◆ THE REQUEST
Switch "grassy slope" to "grassy hillside" in the rows from the line holding "label: white cloud" through the end of the rows, inclusive, and give back only those lines with nothing else changed. Leave the pictures out of your answer.

◆ EXERCISE MATERIALS

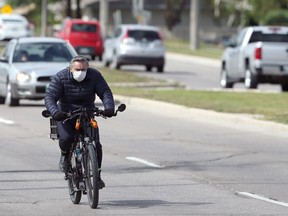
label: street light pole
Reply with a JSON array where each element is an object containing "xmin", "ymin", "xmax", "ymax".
[
  {"xmin": 41, "ymin": 0, "xmax": 47, "ymax": 37},
  {"xmin": 190, "ymin": 0, "xmax": 199, "ymax": 50},
  {"xmin": 100, "ymin": 0, "xmax": 109, "ymax": 38}
]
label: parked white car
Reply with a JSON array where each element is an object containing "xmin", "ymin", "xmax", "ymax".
[
  {"xmin": 103, "ymin": 24, "xmax": 165, "ymax": 72},
  {"xmin": 0, "ymin": 14, "xmax": 33, "ymax": 40},
  {"xmin": 0, "ymin": 37, "xmax": 78, "ymax": 106}
]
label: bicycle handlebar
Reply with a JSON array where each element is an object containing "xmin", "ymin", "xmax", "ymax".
[{"xmin": 42, "ymin": 104, "xmax": 126, "ymax": 122}]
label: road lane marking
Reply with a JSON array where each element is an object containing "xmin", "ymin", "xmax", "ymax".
[
  {"xmin": 126, "ymin": 157, "xmax": 165, "ymax": 168},
  {"xmin": 236, "ymin": 191, "xmax": 288, "ymax": 207},
  {"xmin": 0, "ymin": 117, "xmax": 14, "ymax": 124}
]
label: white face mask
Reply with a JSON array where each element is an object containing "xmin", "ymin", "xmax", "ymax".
[{"xmin": 72, "ymin": 71, "xmax": 87, "ymax": 82}]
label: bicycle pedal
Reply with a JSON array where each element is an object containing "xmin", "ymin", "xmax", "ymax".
[{"xmin": 79, "ymin": 182, "xmax": 86, "ymax": 190}]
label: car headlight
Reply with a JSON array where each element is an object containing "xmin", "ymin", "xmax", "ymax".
[{"xmin": 16, "ymin": 72, "xmax": 31, "ymax": 82}]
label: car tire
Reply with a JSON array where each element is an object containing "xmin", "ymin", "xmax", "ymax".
[
  {"xmin": 220, "ymin": 67, "xmax": 234, "ymax": 88},
  {"xmin": 110, "ymin": 54, "xmax": 121, "ymax": 70},
  {"xmin": 281, "ymin": 83, "xmax": 288, "ymax": 92},
  {"xmin": 244, "ymin": 67, "xmax": 258, "ymax": 89},
  {"xmin": 5, "ymin": 83, "xmax": 19, "ymax": 107},
  {"xmin": 157, "ymin": 65, "xmax": 164, "ymax": 73},
  {"xmin": 145, "ymin": 65, "xmax": 152, "ymax": 72}
]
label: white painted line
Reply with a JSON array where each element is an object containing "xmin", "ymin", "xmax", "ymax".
[
  {"xmin": 126, "ymin": 157, "xmax": 165, "ymax": 168},
  {"xmin": 0, "ymin": 118, "xmax": 14, "ymax": 124},
  {"xmin": 236, "ymin": 191, "xmax": 288, "ymax": 207}
]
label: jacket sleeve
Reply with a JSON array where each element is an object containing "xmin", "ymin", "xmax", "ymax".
[
  {"xmin": 44, "ymin": 74, "xmax": 63, "ymax": 116},
  {"xmin": 96, "ymin": 72, "xmax": 115, "ymax": 112}
]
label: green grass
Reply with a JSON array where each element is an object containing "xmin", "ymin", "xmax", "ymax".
[
  {"xmin": 164, "ymin": 39, "xmax": 224, "ymax": 59},
  {"xmin": 101, "ymin": 68, "xmax": 288, "ymax": 124}
]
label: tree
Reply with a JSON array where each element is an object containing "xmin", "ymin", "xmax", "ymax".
[
  {"xmin": 165, "ymin": 0, "xmax": 185, "ymax": 31},
  {"xmin": 246, "ymin": 0, "xmax": 288, "ymax": 24}
]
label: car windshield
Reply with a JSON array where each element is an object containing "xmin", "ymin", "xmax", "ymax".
[
  {"xmin": 72, "ymin": 23, "xmax": 97, "ymax": 32},
  {"xmin": 249, "ymin": 31, "xmax": 288, "ymax": 43},
  {"xmin": 13, "ymin": 43, "xmax": 73, "ymax": 62},
  {"xmin": 128, "ymin": 30, "xmax": 160, "ymax": 41}
]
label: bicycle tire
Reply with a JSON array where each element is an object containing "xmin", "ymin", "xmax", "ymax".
[
  {"xmin": 67, "ymin": 154, "xmax": 82, "ymax": 204},
  {"xmin": 86, "ymin": 143, "xmax": 99, "ymax": 209}
]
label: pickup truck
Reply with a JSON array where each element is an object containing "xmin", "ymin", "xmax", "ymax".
[{"xmin": 220, "ymin": 26, "xmax": 288, "ymax": 92}]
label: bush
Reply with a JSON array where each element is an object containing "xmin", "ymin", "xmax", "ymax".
[{"xmin": 263, "ymin": 10, "xmax": 288, "ymax": 25}]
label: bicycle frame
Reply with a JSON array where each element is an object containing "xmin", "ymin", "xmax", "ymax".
[
  {"xmin": 65, "ymin": 108, "xmax": 100, "ymax": 208},
  {"xmin": 42, "ymin": 104, "xmax": 126, "ymax": 209}
]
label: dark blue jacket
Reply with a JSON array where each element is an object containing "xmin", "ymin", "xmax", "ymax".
[{"xmin": 45, "ymin": 67, "xmax": 115, "ymax": 116}]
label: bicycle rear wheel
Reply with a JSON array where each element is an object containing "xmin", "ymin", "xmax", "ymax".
[
  {"xmin": 86, "ymin": 144, "xmax": 99, "ymax": 209},
  {"xmin": 67, "ymin": 153, "xmax": 82, "ymax": 204}
]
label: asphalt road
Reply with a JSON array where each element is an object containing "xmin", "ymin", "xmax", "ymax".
[
  {"xmin": 0, "ymin": 97, "xmax": 288, "ymax": 216},
  {"xmin": 108, "ymin": 53, "xmax": 281, "ymax": 92}
]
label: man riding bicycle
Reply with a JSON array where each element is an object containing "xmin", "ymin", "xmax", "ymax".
[{"xmin": 45, "ymin": 56, "xmax": 115, "ymax": 188}]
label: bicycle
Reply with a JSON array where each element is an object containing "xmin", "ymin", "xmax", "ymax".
[{"xmin": 42, "ymin": 104, "xmax": 126, "ymax": 209}]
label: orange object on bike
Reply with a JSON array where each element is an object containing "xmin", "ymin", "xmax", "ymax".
[
  {"xmin": 90, "ymin": 118, "xmax": 98, "ymax": 128},
  {"xmin": 75, "ymin": 119, "xmax": 80, "ymax": 130}
]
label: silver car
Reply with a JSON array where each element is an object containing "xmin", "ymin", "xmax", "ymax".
[
  {"xmin": 103, "ymin": 24, "xmax": 165, "ymax": 72},
  {"xmin": 0, "ymin": 37, "xmax": 77, "ymax": 106}
]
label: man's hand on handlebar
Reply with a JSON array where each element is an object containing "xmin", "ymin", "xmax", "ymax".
[
  {"xmin": 53, "ymin": 111, "xmax": 68, "ymax": 121},
  {"xmin": 103, "ymin": 109, "xmax": 114, "ymax": 118}
]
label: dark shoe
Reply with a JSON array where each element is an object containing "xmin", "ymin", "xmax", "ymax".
[
  {"xmin": 59, "ymin": 155, "xmax": 69, "ymax": 173},
  {"xmin": 98, "ymin": 178, "xmax": 105, "ymax": 190}
]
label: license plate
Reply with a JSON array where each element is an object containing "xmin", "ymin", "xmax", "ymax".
[
  {"xmin": 282, "ymin": 65, "xmax": 288, "ymax": 72},
  {"xmin": 79, "ymin": 48, "xmax": 90, "ymax": 54}
]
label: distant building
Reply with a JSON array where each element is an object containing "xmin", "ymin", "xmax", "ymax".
[{"xmin": 81, "ymin": 0, "xmax": 235, "ymax": 43}]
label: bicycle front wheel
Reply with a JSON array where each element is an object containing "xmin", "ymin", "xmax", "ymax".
[
  {"xmin": 67, "ymin": 154, "xmax": 82, "ymax": 204},
  {"xmin": 86, "ymin": 144, "xmax": 99, "ymax": 209}
]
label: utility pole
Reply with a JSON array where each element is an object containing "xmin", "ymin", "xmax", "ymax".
[
  {"xmin": 99, "ymin": 0, "xmax": 109, "ymax": 38},
  {"xmin": 190, "ymin": 0, "xmax": 199, "ymax": 50},
  {"xmin": 41, "ymin": 0, "xmax": 48, "ymax": 37}
]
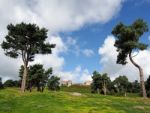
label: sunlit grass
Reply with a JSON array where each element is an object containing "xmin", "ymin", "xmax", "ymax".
[{"xmin": 0, "ymin": 88, "xmax": 150, "ymax": 113}]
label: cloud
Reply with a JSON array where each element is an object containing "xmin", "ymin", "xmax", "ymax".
[
  {"xmin": 58, "ymin": 66, "xmax": 92, "ymax": 83},
  {"xmin": 0, "ymin": 0, "xmax": 124, "ymax": 32},
  {"xmin": 98, "ymin": 35, "xmax": 150, "ymax": 81},
  {"xmin": 83, "ymin": 49, "xmax": 94, "ymax": 57},
  {"xmin": 0, "ymin": 0, "xmax": 124, "ymax": 82}
]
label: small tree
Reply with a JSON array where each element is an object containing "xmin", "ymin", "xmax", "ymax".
[
  {"xmin": 19, "ymin": 64, "xmax": 52, "ymax": 92},
  {"xmin": 2, "ymin": 23, "xmax": 55, "ymax": 92},
  {"xmin": 112, "ymin": 19, "xmax": 148, "ymax": 98},
  {"xmin": 113, "ymin": 76, "xmax": 129, "ymax": 96},
  {"xmin": 47, "ymin": 76, "xmax": 60, "ymax": 91},
  {"xmin": 91, "ymin": 71, "xmax": 111, "ymax": 95},
  {"xmin": 4, "ymin": 79, "xmax": 15, "ymax": 87}
]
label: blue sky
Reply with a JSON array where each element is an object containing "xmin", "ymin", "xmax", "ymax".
[
  {"xmin": 61, "ymin": 0, "xmax": 150, "ymax": 73},
  {"xmin": 0, "ymin": 0, "xmax": 150, "ymax": 82}
]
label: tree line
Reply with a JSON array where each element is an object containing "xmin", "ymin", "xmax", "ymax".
[
  {"xmin": 0, "ymin": 69, "xmax": 150, "ymax": 97},
  {"xmin": 91, "ymin": 71, "xmax": 150, "ymax": 97},
  {"xmin": 1, "ymin": 19, "xmax": 148, "ymax": 98}
]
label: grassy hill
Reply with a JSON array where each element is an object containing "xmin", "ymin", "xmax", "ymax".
[{"xmin": 0, "ymin": 88, "xmax": 150, "ymax": 113}]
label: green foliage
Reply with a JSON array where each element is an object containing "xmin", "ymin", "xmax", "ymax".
[
  {"xmin": 91, "ymin": 71, "xmax": 111, "ymax": 93},
  {"xmin": 127, "ymin": 80, "xmax": 141, "ymax": 93},
  {"xmin": 146, "ymin": 75, "xmax": 150, "ymax": 97},
  {"xmin": 112, "ymin": 19, "xmax": 148, "ymax": 65},
  {"xmin": 47, "ymin": 76, "xmax": 60, "ymax": 91},
  {"xmin": 4, "ymin": 79, "xmax": 20, "ymax": 87},
  {"xmin": 113, "ymin": 76, "xmax": 129, "ymax": 94},
  {"xmin": 19, "ymin": 64, "xmax": 52, "ymax": 92},
  {"xmin": 0, "ymin": 77, "xmax": 4, "ymax": 89},
  {"xmin": 2, "ymin": 22, "xmax": 55, "ymax": 61}
]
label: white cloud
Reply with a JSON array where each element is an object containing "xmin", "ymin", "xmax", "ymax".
[
  {"xmin": 0, "ymin": 0, "xmax": 124, "ymax": 32},
  {"xmin": 0, "ymin": 0, "xmax": 124, "ymax": 79},
  {"xmin": 99, "ymin": 36, "xmax": 150, "ymax": 81},
  {"xmin": 58, "ymin": 66, "xmax": 92, "ymax": 83},
  {"xmin": 83, "ymin": 49, "xmax": 94, "ymax": 57}
]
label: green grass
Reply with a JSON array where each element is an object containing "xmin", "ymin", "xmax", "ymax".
[{"xmin": 0, "ymin": 88, "xmax": 150, "ymax": 113}]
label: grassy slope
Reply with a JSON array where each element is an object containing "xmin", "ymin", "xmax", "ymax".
[{"xmin": 0, "ymin": 88, "xmax": 150, "ymax": 113}]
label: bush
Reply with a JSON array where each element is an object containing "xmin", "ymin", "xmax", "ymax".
[{"xmin": 47, "ymin": 76, "xmax": 60, "ymax": 91}]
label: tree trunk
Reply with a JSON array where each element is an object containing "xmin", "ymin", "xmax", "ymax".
[
  {"xmin": 21, "ymin": 63, "xmax": 28, "ymax": 93},
  {"xmin": 103, "ymin": 82, "xmax": 107, "ymax": 95},
  {"xmin": 129, "ymin": 51, "xmax": 147, "ymax": 98}
]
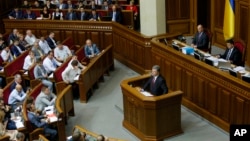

◆ FULL SOLUTION
label: white cloud
Reply with a JSON array where each element is an object containing "xmin", "ymin", "xmax", "ymax".
[
  {"xmin": 0, "ymin": 0, "xmax": 124, "ymax": 32},
  {"xmin": 0, "ymin": 0, "xmax": 124, "ymax": 79},
  {"xmin": 99, "ymin": 36, "xmax": 150, "ymax": 81},
  {"xmin": 58, "ymin": 66, "xmax": 92, "ymax": 83},
  {"xmin": 83, "ymin": 49, "xmax": 94, "ymax": 57}
]
label: green grass
Reply with a JSON array where each element is an object containing "xmin", "ymin", "xmax", "ymax".
[{"xmin": 0, "ymin": 88, "xmax": 150, "ymax": 113}]
label: grassy hillside
Reply with a JSON array where each element is an object containing "xmin", "ymin", "xmax", "ymax".
[{"xmin": 0, "ymin": 88, "xmax": 150, "ymax": 113}]
label: bush
Reply with a JSON array where each element is an object containing "xmin", "ymin", "xmax", "ymax".
[{"xmin": 47, "ymin": 76, "xmax": 60, "ymax": 91}]
label: tree trunk
Reply with a JSON array where each element is an object containing "xmin", "ymin", "xmax", "ymax".
[
  {"xmin": 21, "ymin": 63, "xmax": 28, "ymax": 93},
  {"xmin": 103, "ymin": 82, "xmax": 107, "ymax": 95},
  {"xmin": 129, "ymin": 51, "xmax": 147, "ymax": 98}
]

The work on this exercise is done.